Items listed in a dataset
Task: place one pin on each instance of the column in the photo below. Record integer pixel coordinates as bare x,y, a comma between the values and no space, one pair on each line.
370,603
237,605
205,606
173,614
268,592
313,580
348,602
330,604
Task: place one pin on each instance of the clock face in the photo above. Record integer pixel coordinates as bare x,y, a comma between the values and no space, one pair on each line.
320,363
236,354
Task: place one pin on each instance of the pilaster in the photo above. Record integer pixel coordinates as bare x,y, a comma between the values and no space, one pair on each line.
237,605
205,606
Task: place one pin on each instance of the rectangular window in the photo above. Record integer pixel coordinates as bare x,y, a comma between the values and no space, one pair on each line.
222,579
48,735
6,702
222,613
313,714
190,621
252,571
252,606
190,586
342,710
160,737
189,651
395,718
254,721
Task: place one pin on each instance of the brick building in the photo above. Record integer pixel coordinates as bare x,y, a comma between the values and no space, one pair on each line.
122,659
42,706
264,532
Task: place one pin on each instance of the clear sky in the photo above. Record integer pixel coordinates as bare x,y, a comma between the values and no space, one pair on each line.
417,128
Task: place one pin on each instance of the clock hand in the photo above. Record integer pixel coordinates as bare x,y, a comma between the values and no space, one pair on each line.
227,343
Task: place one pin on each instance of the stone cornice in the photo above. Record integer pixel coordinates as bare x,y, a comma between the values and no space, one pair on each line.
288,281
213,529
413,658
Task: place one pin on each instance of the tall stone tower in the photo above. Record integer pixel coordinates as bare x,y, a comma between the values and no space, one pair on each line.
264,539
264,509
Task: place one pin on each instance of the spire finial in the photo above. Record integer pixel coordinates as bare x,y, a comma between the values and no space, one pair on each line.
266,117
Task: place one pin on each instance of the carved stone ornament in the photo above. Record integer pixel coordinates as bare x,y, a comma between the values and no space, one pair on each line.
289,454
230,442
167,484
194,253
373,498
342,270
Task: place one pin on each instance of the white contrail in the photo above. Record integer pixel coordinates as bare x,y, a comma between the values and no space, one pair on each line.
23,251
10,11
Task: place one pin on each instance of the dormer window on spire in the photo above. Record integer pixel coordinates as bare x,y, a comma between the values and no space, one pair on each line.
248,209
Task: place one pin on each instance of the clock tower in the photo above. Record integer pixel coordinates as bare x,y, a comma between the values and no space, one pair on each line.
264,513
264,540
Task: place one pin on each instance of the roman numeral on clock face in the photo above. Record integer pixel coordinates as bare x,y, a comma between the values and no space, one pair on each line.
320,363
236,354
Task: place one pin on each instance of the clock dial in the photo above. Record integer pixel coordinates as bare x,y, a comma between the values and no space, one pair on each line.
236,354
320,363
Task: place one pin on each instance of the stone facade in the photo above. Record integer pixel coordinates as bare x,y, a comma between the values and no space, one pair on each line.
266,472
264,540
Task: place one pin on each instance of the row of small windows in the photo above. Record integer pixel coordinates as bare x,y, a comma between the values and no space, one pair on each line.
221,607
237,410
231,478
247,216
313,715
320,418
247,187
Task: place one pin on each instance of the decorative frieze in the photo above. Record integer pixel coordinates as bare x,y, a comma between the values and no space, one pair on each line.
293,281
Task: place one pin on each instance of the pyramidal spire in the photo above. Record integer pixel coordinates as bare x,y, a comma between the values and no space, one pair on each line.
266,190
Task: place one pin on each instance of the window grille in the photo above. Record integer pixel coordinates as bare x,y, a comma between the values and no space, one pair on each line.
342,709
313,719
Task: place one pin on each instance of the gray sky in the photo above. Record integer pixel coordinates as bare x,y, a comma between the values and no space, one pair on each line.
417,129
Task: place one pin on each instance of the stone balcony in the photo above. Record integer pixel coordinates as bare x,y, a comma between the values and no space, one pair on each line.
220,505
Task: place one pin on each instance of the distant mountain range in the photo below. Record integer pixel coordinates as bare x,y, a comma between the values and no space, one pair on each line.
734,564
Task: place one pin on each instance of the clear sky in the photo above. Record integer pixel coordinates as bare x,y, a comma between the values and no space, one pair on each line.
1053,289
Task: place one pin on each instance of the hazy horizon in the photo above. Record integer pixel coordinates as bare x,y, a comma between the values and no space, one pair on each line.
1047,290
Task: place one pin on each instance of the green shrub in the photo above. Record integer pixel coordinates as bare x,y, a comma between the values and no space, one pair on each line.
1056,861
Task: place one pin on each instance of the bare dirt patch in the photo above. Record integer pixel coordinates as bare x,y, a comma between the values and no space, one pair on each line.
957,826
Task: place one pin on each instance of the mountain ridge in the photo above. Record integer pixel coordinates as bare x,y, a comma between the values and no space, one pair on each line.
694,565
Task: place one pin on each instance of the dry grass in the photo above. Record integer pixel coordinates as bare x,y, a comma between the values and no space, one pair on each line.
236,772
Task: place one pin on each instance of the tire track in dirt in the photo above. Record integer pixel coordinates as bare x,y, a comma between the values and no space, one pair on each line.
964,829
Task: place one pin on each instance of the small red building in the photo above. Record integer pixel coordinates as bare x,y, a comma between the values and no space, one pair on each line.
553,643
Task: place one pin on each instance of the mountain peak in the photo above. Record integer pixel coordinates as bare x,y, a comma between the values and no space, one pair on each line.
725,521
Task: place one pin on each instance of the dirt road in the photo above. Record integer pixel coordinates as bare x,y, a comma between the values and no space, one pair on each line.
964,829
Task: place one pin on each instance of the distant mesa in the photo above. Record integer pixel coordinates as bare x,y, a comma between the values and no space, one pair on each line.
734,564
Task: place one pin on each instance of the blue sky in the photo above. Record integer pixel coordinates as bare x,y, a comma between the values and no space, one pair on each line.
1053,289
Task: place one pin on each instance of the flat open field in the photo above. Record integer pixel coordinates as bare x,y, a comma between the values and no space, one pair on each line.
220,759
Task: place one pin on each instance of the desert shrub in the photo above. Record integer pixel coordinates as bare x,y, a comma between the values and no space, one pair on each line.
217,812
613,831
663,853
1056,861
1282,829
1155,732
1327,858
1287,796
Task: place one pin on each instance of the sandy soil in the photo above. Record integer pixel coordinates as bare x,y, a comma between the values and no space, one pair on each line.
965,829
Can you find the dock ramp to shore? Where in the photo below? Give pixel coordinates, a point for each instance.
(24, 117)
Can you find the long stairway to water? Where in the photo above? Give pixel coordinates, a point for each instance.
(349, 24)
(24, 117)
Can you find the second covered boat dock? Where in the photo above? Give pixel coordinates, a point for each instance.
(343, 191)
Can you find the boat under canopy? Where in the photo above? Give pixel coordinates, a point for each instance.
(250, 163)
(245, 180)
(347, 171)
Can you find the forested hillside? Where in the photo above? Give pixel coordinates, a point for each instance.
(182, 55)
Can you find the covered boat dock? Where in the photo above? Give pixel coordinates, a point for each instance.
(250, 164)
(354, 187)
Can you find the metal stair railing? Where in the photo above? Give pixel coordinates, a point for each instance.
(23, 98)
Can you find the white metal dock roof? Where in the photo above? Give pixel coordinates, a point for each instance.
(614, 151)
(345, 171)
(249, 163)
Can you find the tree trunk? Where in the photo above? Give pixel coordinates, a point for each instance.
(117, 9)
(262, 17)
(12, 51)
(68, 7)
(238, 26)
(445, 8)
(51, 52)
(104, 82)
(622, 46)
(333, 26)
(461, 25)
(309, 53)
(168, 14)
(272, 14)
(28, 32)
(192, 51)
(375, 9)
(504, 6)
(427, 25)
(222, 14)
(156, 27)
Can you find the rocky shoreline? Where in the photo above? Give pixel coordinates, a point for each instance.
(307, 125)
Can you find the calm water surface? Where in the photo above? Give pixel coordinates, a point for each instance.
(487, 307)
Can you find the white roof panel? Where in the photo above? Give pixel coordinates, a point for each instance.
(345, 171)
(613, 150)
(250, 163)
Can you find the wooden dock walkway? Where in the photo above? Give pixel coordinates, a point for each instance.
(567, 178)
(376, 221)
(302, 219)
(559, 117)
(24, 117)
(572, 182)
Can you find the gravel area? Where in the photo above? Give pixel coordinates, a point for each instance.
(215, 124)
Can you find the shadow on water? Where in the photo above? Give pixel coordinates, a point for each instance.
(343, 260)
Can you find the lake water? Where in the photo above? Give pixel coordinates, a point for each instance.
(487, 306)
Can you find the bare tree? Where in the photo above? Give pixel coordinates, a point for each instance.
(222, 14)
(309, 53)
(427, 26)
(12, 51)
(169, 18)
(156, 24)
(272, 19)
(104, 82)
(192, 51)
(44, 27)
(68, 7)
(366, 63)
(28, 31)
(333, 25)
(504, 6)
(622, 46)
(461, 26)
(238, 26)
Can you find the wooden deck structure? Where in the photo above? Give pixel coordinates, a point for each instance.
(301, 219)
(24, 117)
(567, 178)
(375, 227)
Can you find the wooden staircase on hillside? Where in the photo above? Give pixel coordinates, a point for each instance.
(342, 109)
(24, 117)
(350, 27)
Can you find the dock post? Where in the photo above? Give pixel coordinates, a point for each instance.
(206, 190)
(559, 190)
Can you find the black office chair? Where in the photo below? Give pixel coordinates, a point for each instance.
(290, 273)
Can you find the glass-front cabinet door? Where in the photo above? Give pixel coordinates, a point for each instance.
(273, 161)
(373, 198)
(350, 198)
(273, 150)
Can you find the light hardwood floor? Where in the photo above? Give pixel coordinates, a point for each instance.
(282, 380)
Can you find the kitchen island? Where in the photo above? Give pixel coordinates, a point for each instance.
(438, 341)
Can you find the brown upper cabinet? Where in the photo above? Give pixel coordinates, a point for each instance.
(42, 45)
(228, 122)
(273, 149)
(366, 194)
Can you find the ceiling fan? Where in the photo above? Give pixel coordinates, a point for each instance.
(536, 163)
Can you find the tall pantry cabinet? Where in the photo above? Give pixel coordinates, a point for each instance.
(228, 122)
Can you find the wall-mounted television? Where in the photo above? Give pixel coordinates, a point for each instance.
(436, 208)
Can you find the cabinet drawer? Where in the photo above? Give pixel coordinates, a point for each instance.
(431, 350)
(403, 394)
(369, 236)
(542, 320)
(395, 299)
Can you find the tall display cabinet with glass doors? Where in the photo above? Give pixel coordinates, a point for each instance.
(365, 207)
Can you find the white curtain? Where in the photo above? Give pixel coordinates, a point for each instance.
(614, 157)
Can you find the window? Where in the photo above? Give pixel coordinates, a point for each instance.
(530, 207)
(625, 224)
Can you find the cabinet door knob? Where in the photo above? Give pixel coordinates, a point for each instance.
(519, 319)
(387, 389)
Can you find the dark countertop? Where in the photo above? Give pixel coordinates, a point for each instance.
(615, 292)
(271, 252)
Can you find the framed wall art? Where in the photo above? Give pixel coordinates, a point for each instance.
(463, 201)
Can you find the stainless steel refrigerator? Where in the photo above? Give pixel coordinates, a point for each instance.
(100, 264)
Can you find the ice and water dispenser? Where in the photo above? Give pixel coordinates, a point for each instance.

# Exercise description
Give the lines above, starting at the line containing "Can you find the framed" and ending at the last line, as a Markdown table with the columns "Row" and "Line", one numbered row per line, with blank lines omitted.

# Reply
| Row | Line |
|---|---|
| 1 | Can you find the framed wall art? Where in the photo above? Give pixel coordinates, a point for each instance. |
| 2 | (463, 201) |
| 3 | Can you find the stainless steel refrigerator? Where in the photo above? Give pixel coordinates, a point for each instance. |
| 4 | (100, 264) |
| 5 | Can you find the ice and water dispenser? Where in the photo above? Give pixel coordinates, a point for each instance. |